Perguntas a responder ::
1. Responda com base no trecho sobre Putin e Xi:
(a) Como Xi chamou Putin no primeiro encontro cara a cara desde a guerra?
(b) Quanto cresceu o comércio bilateral nos primeiros oito meses de 2022, segundo dados da alfândega chinesa?
(c) Em que mês acontece o congresso do Partido Comunista em que Xi espera garantir um terceiro mandato?
2. Dê sequência ao trecho sobre Putin e Xi, começando logo após a última frase.
#### Trecho fornecido
E, em uma rara admissão, Putin disse nesta quinta-feira (15) estar ciente das “perguntas e preocupações” da China sobre o conflito.
“Valorizamos muito a posição equilibrada de nossos amigos chineses em relação à crise ucraniana, entendemos suas perguntas e preocupações sobre esse assunto e é claro que esclareceremos tudo isso em detalhes”, disse Putin.
As primeiras observações de Putin sobre a preocupação chinesa com a guerra ocorrem poucos dias depois de uma derrota relâmpago de suas forças no nordeste da Ucrânia.
Putin e Xi: amigos para sempre
A parceria entre Putin e Xi é considerada um dos desenvolvimentos mais significativos em geopolítica após a ascensão da própria China nos últimos 40 anos.
E, no primeiro encontro cara a cara desde a guerra, Xi disse que estava muito feliz por encontrar um "velho amigo" novamente, após Putin afirmar que tentativas grosseiras dos EUA de criar um mundo unipolar falhariam.
"Diante das mudanças no mundo, em nossos tempos e na história, a China está disposta a trabalhar com a Rússia para desempenhar um papel de liderança na demonstração da responsabilidade das grandes potências e instilar estabilidade e energia positiva em um mundo em turbulência, " Xi disse a Putin.
Para Putin, o encontro envia uma mensagem crucial de que ele continua sendo um ator global, com amigos que compartilham suas visões autoritárias e determinação de criar uma nova ordem mundial na qual os EUA não dominam mais.
Sob a ótica Xi, sua primeira viagem ao exterior em quase três anos marca seu ressurgimento diplomático antes de um congresso do Partido Comunista em outubro, quando ele espera garantir um terceiro mandato, quebrando precedentes.
- Leia também: Putin encurralado: as opções que restam ao líder russo após a inesperada perda de terreno na guerra na Ucrânia
China e Rússia: um equilíbrio delicado de forças
A China manteve um equilíbrio delicado na guerra entre a Rússia e a Ucrânia, pedindo paz e endossando as queixas russas de que a Organização do Tratado do Atlântico Norte (Otan) era a culpada por causa da expansão da aliança.
Xi tentou dar apoio moral a Putin sem apoiar totalmente a invasão ou enviar assistência financeira ou militar que incorreria em sanções secundárias.
Tendo se comprometido a manter relações comerciais normais com Moscou, a China continuou a exportar mercadorias para a Rússia, bem como importar petróleo e gás russos. O comércio bilateral cresceu 31% nos primeiros oito meses de 2022, segundo dados da alfândega chinesa.
########
#### Dados de origem
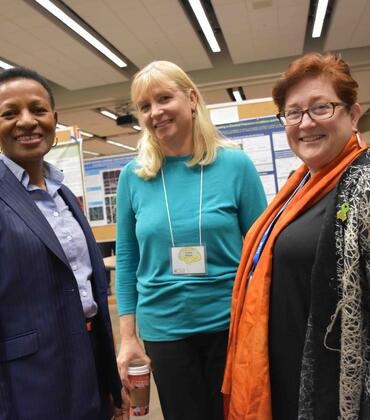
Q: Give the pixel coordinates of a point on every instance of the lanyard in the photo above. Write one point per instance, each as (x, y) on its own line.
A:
(265, 236)
(200, 206)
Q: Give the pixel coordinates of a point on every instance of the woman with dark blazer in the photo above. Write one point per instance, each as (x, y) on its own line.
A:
(57, 356)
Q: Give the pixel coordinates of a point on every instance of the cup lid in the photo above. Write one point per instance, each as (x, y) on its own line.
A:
(138, 370)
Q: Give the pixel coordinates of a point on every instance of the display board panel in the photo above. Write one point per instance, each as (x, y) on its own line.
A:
(101, 179)
(265, 142)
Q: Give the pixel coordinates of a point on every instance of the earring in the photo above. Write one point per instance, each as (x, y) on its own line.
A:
(359, 140)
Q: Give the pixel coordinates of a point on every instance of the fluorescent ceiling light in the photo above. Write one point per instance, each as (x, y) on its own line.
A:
(258, 100)
(83, 33)
(91, 153)
(62, 126)
(114, 143)
(237, 95)
(319, 18)
(86, 134)
(108, 114)
(5, 65)
(204, 24)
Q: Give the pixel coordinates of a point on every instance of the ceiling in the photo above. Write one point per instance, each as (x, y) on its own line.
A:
(258, 39)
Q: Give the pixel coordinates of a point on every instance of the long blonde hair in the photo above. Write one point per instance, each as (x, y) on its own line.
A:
(205, 136)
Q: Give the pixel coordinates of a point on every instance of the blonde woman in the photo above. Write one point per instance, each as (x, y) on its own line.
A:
(183, 207)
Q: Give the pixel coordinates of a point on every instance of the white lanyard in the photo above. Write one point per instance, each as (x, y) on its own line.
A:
(200, 206)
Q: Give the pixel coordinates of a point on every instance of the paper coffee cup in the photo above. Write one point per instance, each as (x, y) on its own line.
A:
(139, 377)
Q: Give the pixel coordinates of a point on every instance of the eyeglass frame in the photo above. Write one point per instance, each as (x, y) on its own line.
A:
(307, 111)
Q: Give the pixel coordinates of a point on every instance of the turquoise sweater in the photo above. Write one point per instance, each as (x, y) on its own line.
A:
(171, 307)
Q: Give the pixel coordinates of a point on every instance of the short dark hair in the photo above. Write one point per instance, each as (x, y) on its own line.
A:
(25, 73)
(314, 65)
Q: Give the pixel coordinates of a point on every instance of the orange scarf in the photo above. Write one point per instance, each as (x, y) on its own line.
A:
(247, 378)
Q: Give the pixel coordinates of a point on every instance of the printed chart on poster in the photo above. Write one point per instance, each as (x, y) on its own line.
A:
(101, 179)
(265, 142)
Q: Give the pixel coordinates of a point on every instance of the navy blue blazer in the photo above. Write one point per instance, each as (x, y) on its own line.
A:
(47, 367)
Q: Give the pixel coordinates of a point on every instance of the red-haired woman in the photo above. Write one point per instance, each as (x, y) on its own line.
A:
(300, 331)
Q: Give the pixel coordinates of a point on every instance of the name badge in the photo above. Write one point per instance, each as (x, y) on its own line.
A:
(188, 260)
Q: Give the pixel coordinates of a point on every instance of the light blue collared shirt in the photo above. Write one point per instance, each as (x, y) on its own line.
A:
(65, 226)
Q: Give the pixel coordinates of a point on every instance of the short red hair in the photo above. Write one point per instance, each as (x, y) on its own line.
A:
(314, 65)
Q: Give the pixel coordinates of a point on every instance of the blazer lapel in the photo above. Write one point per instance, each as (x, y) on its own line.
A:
(15, 196)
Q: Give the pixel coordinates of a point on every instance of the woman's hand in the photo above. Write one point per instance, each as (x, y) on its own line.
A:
(131, 349)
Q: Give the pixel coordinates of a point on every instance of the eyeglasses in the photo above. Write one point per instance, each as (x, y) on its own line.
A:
(317, 112)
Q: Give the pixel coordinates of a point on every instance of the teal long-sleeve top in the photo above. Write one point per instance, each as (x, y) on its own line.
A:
(171, 307)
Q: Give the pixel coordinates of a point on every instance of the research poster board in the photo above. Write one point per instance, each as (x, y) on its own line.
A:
(67, 156)
(265, 142)
(101, 179)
########
Respostas das tarefas ::
1.
(a) De "velho amigo".
(b) 31%.
(c) Em outubro.

2.
No entanto, é improvável que Xi ofereça apoio mais concreto a Putin. Fazer isso pode arriscar um retrocesso ocidental que exacerbaria uma lista crescente de desafios domésticos, incluindo uma economia chinesa em desaceleração, crise imobiliária e descontentamento público com políticas rígidas de covid- zero.
A Taiwan de Xi e a energia de Putin
Enquanto Xi segue evitando declarar apoio publicamente à Rússia na guerra contra a Ucrânia, no encontro de hoje, Putin apoiou explicitamente a China em relação a Taiwan.
"Pretendemos aderir firmemente ao princípio de 'Uma China'", disse Putin. "Condenamos as provocações dos EUA e seus satélites no Estreito de Taiwan", acrescentou.
A China realizou exercícios militares em estilo de bloqueio em torno de Taiwan depois que a presidente da Câmara dos Deputados dos EUA, Nancy Pelosi, visitou a ilha no mês passado. O governo de Taiwan rejeita veementemente as reivindicações de soberania da China.
Enquanto o Ocidente tenta reduzir sua dependência da energia russa, Putin procura aumentar as exportações de energia para a China e a Ásia, possivelmente com um oleoduto através da Mongólia.
Em uma reunião com Xi e Putin, o presidente da Mongólia, Ukhnaagiin Khurelsukh, disse que apoiava a construção de oleodutos e gasodutos da Rússia para a China via Mongólia.
A Rússia estuda há anos a possibilidade de um novo e importante gasoduto — o Power of Siberia 2 — viajar pela Mongólia levando gás russo para a China.
Ele transportará 50 bilhões de metros cúbicos de gás por ano, cerca de um terço do que a Rússia normalmente vende para a Europa ou equivalente aos volumes anuais do Nord Stream 1.